The arena has fans up to the rafters, and it’s time to get the action going. With fireworks locked and loaded, it’s time for day 1 from Omaha.

Men’s 400 IM

And this was it. The matchup between Michael Phelps, the greatest ever; Ryan Lochte, the greatest of right now; and Tyler Clary, the underdog hungry to win it all. The redux of this monumental event would be incomplete with acknowledging that for all of the fans wondering who will win and who will win 2nd, the motto of the 2012 Olympic Trials is whoever is 1st is 1st and whoever is 2nd is also 1st.

With that being said, I think that Ryan Lochte firmly established himself as number one in this race. He blew away the field in the breaststroke (he’s now clearly a better breaststroker than Phelps, whereas two years ago it was fairly even), and then had opened the gap to almost two seconds before almost a Usain-Bolt-esque final 10-meters. Lochte was even faster than a great butterflier Chase Kalisz in this swim.

Lochte touched first in 4:07.06, clearly the best time in the world this year, and Phelps was 2nd in 4:07.89. Lochte’s time is faster than he was at last year’s World Championships where he won the gold medal (and Phelps was better than anybody not named Lochte was in 2011). Phelps still holds the textile-best in 4:06.22, but Lochte’s time was the second fastest 400 IM ever done not in rubber.

To answer the question, I think this result elaborates on what Bob Bowman said in an interview earlier today: the goal here is to make the team. 8-tenths is not enough to scare Phelps, the greatest swimmer ever, from anybody. But Lochte continues his streak of dominance in the race, and he’s got no reason to be scared anymore either. Two fearless.

Though he finished 3rd, and off of the Olympic Team, in 4:09.92, Tyler Clary really put the first charge into this 400 IM final, when he broke open a big lead in the first three strokes of the backstroke. At the turn of that backstroke leg, By the time they got to the turn, though, Phelps and Lochte had caught on and fought their way back.

With the flare of pyrotechnics in the form of flames 15-feet high in literally feet from their face, the rest of the field seemed demoralized. In 4th was Andrew Gemmell in 4:16.07. Michael Weiss from Wisconsin continued his incredible run from nowhere in the last 6-months by taking 5th in 4:16.31. That’s 5-seconds faster than he had ever been coming into this meet.

Women’s 100 Fly Semifinal

Dana Vollmer said that she was going to break the World Record in this meet. She might not have meant the semi-finals, but she surely took her blistering prelims swim up to another level with a 56.42 in the 2nd heat of the women’s 100 fly semi-final. That’s both the fastest time ever swum in textile and a new American Record, in both cases cracking her 56.47 from last year’s World Championships in Shanghai.

Vollmer seems to still be on track to break the World Record if she can hold things together for finals. She is taking her races out WAY faster this year than last year, a look at the comparative splits below demonstrates that.

Vollmer ’11: 26.63-29.84
Vollmer ’12: 26.42 – 30.00

She needs to be able to hold it together and finish under 30 seconds though.

Now the question is for her competitors what will Vollmer do in finals. Last year in Shanghai, she was four-tenths slower than that record in final. That still means we’d need two swimmers who can go 56.8’s in finals to keep her off of the team.

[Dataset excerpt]

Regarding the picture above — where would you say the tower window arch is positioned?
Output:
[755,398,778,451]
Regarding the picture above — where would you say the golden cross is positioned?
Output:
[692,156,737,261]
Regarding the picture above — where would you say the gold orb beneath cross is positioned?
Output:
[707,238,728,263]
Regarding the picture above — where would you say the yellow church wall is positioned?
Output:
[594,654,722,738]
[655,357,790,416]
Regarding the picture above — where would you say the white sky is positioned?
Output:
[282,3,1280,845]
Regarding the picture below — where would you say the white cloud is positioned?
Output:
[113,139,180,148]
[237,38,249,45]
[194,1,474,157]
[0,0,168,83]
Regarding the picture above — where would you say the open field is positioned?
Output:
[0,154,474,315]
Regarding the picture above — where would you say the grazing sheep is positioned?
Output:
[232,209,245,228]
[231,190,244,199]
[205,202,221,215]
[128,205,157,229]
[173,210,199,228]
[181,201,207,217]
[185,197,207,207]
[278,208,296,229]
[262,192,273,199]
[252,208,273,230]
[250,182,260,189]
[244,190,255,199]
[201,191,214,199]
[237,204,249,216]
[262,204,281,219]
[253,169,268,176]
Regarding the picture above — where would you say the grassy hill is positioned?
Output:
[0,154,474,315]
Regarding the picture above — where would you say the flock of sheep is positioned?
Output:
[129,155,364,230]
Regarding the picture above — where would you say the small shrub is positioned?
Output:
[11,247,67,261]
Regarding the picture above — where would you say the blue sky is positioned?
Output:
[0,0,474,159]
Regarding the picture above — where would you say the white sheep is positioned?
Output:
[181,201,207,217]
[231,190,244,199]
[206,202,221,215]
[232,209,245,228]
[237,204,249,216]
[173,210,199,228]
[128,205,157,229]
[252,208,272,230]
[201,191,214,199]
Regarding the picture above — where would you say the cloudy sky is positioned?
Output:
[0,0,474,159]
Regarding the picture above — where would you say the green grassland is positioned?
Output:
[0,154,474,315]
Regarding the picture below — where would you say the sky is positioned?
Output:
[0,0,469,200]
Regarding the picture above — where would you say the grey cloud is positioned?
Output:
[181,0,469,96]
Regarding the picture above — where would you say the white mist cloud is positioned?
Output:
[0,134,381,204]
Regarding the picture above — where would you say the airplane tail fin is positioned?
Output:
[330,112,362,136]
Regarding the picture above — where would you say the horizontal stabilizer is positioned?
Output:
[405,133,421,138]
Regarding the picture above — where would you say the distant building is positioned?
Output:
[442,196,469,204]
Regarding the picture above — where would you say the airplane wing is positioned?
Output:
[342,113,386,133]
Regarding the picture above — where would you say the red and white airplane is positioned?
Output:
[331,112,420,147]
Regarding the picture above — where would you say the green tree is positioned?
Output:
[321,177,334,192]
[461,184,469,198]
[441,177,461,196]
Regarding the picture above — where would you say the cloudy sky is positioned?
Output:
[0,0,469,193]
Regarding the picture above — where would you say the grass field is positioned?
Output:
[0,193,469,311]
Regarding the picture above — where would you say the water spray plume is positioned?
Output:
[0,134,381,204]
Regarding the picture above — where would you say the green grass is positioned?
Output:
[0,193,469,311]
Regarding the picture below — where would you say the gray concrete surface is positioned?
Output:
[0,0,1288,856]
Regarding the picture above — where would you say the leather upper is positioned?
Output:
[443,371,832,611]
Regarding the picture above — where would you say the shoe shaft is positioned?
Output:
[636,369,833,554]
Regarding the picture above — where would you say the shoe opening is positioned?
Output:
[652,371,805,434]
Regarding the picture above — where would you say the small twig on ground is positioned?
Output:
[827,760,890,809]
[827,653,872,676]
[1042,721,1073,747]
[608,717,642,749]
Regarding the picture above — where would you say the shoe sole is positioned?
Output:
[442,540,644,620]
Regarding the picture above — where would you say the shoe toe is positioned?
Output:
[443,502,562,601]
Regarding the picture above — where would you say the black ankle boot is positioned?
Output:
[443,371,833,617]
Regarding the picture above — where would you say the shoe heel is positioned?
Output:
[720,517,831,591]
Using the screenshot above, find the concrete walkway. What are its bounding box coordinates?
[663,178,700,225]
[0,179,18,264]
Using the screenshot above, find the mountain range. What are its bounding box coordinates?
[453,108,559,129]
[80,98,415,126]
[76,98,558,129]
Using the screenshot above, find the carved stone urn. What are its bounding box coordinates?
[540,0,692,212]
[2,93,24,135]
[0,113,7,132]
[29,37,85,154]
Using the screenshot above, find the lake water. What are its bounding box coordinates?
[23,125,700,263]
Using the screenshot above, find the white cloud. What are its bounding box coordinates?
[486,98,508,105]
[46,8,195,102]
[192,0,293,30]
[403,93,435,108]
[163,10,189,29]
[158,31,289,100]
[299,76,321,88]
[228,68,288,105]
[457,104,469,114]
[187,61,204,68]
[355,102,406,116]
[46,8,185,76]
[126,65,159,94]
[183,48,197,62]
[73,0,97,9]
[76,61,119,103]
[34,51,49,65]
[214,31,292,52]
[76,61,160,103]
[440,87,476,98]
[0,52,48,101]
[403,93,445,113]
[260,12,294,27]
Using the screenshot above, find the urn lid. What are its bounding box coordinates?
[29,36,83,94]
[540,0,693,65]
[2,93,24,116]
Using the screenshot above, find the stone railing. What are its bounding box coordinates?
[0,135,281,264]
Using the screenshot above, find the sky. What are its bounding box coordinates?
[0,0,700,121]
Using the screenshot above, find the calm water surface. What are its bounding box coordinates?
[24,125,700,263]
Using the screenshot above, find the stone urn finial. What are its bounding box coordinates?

### Problem A
In the swim meet recap, list each swimmer with a finishing time given for the men's 400 IM final, along with that time.
### Problem B
Repeat a passage from the swim meet recap word for word. Begin at the words "Dana Vollmer said" and stop after "Championships in Shanghai.".

### Correct response A
- Ryan Lochte: 4:07.06
- Michael Phelps: 4:07.89
- Tyler Clary: 4:09.92
- Andrew Gemmell: 4:16.07
- Michael Weiss: 4:16.31

### Correct response B
Dana Vollmer said that she was going to break the World Record in this meet. She might not have meant the semi-finals, but she surely took her blistering prelims swim up to another level with a 56.42 in the 2nd heat of the women’s 100 fly semi-final. That’s both the fastest time ever swum in textile and a new American Record, in both cases cracking her 56.47 from last year’s World Championships in Shanghai.